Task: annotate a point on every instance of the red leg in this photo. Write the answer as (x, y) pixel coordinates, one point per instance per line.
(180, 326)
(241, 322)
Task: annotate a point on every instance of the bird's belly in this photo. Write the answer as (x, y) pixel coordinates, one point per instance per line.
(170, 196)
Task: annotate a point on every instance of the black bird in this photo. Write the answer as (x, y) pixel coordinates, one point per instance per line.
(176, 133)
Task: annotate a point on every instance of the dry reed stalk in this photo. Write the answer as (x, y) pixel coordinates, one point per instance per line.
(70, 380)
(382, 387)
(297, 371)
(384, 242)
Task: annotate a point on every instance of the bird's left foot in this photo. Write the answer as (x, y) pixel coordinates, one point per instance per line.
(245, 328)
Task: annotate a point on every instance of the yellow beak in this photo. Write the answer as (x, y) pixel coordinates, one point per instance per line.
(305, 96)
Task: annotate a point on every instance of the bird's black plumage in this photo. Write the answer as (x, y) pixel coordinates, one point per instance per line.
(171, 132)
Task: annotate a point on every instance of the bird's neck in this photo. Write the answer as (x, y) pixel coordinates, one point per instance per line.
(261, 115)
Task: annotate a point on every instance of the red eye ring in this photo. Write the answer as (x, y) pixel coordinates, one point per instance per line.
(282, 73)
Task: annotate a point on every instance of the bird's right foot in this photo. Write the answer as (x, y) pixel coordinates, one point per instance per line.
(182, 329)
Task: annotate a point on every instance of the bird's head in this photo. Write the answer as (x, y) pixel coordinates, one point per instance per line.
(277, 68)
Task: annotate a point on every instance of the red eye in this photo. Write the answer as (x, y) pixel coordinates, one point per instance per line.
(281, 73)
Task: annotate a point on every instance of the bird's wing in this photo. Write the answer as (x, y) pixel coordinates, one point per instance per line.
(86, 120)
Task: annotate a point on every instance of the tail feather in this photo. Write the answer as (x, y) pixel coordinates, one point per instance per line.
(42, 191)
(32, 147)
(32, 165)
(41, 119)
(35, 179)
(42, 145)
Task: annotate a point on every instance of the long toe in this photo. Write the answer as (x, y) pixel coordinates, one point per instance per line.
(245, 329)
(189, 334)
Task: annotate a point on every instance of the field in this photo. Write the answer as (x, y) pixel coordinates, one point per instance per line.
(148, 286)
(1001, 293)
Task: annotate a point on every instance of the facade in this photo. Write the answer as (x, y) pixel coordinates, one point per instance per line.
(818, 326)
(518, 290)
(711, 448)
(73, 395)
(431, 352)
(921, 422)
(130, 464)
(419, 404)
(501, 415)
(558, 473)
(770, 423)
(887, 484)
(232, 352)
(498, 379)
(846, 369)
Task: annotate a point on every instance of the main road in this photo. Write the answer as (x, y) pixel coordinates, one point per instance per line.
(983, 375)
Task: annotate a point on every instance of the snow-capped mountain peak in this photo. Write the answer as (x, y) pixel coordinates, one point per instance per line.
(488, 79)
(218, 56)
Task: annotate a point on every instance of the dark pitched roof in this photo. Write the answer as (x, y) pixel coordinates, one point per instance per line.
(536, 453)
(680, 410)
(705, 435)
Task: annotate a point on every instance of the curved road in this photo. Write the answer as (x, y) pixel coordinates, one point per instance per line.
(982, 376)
----------------------------------------
PROBLEM TO WORK ON:
Above are the records; retype every one exactly.

EXERCISE OUTPUT:
Task: annotate a point on every instance of the red leg in this photo. Write the answer as (x, y) pixel coordinates, one point per instance per line.
(180, 326)
(241, 322)
Task: annotate a point on every instance of the bird's belly in this photo. Write the answer as (x, y) pixel coordinates, one point per instance per line.
(170, 196)
Task: annotate a point on every instance of the black bird in this photo. Write the answer as (x, y) pixel coordinates, one point per instance per line.
(176, 133)
Task: annotate a point on every instance of the dry reed stalk in this photo. Write the answer as (x, y) pixel coordinates, one point per instance per line.
(70, 380)
(382, 387)
(297, 371)
(384, 242)
Task: annotate a point on every instance of the bird's left foot in this photo. Write the answer as (x, y) pixel coordinates, one point per instance per line.
(245, 328)
Task: annotate a point on every instance of the yellow beak in this photo. Write the answer as (x, y) pixel coordinates, one point per instance per line.
(305, 96)
Task: annotate a point on every instance of the bird's black plumage in this photo. Write the answer as (x, y) pixel coordinates, one point per instance per line.
(171, 132)
Task: annotate a point on every instance of the bird's neck in this photo. Write the answer as (x, y) pixel coordinates, one point per instance per line.
(261, 115)
Task: annotate a point on every instance of the red eye ring in this photo. Write the answer as (x, y) pixel coordinates, one point per instance per line.
(282, 73)
Task: annotate a point on every instance of the bird's right foot in this photo. Write the answer as (x, y) pixel coordinates, one point per instance per line.
(182, 329)
Task: annotate a point on every instance of the bird's head in this photo. Write the answer as (x, y) pixel coordinates, one point per instance per line.
(277, 68)
Task: annotate a point on every instance of the red eye in this photo. Write the answer as (x, y) pixel coordinates, one point per instance per line.
(281, 73)
Task: annotate a point on every instance of the bird's wing in this photo. Write the answer as (x, y) pixel coordinates, one point per instance per line.
(86, 120)
Task: annotate a point on every instance of the tail feather in this photo. Write the answer as (x, y) pixel coordinates, one point per instance per line.
(42, 191)
(32, 147)
(32, 165)
(41, 119)
(35, 179)
(42, 145)
Task: annotate a point on every instance of the long toe in this photo. Write the answer as (x, y) pixel coordinates, one point per instance per line.
(245, 329)
(189, 334)
Task: annotate a point on every instance of the field in this photo. Write the answer as (x, y) pixel coordinates, one point per instance per line.
(148, 286)
(1001, 293)
Task: annotate a point on every instance of the facade in this photo. Write the answer as (x, y) pixel coordinates, one point per instance per line.
(818, 326)
(518, 290)
(711, 448)
(73, 395)
(431, 352)
(921, 422)
(130, 464)
(419, 404)
(501, 415)
(558, 473)
(770, 423)
(887, 484)
(232, 352)
(498, 379)
(846, 369)
Task: annotate a point on every instance of the main road in this photo. Write the answer as (x, y) pixel coordinates, one point per instance per line.
(983, 375)
Task: annotate a point on every instance of the snow-capped mountain peak in this photo. Write the answer as (x, y) pixel coordinates, one point per instance per line.
(488, 79)
(218, 56)
Task: annotate a point on every instance of the dark pitched roof in this photo. Write the answer as (x, y) pixel coordinates, one point per instance per line.
(536, 453)
(680, 410)
(705, 435)
Task: annotate a point on every instance of the curved road in this photo. Write the answer as (x, y) pixel coordinates, one point per instance per line.
(982, 376)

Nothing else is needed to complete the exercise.